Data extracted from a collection
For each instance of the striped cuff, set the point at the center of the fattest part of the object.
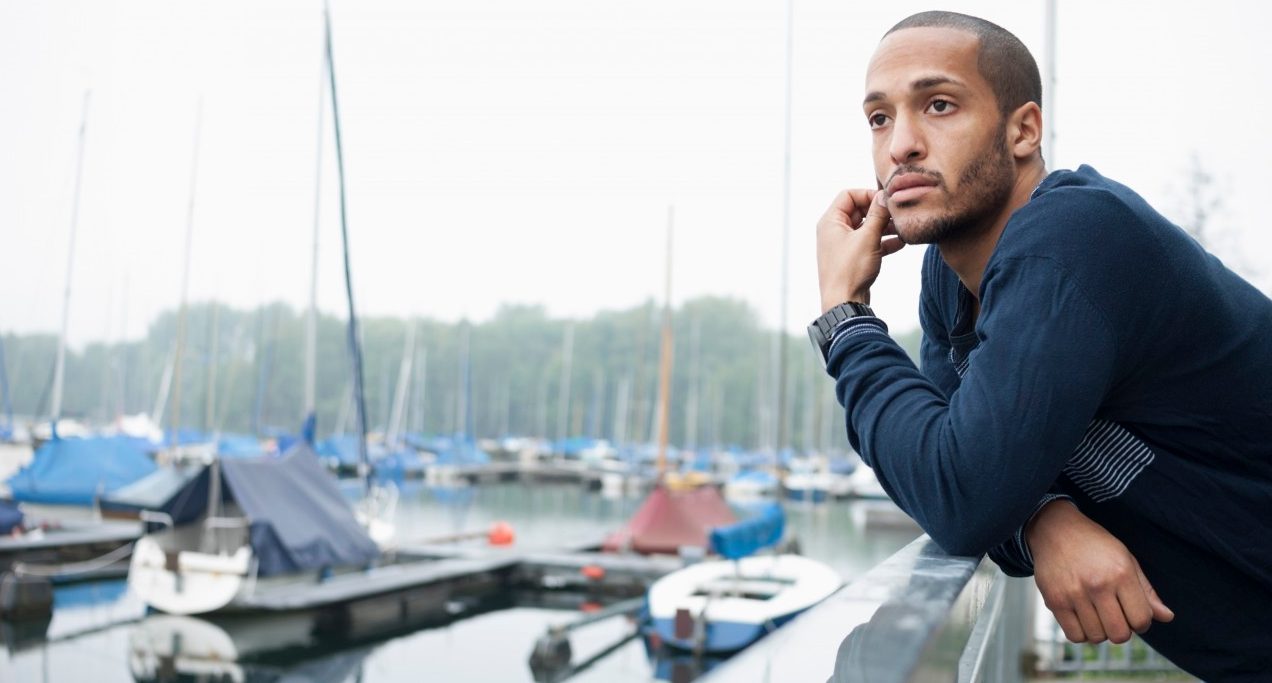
(1018, 546)
(854, 327)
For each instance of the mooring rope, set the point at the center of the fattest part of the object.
(74, 567)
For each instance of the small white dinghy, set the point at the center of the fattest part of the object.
(246, 524)
(725, 606)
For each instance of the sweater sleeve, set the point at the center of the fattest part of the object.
(972, 467)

**Task instructions**
Rewrite every line of the material above, requests included, adding -29 to each coordinate value in the answers. Leave the pictures out.

**Task solution**
For each instance of the striped cuff, set the point at the center of the fattest part of the object.
(989, 517)
(825, 298)
For each instance of the mooring rope, set the point at the center of the fattest part of the object.
(45, 538)
For each instance of the small white dinghy, set the point at the center of the fattest part of the object.
(217, 495)
(696, 577)
For each instance of the sweater sleeve, set the point at the center of the fattest part of the object.
(943, 438)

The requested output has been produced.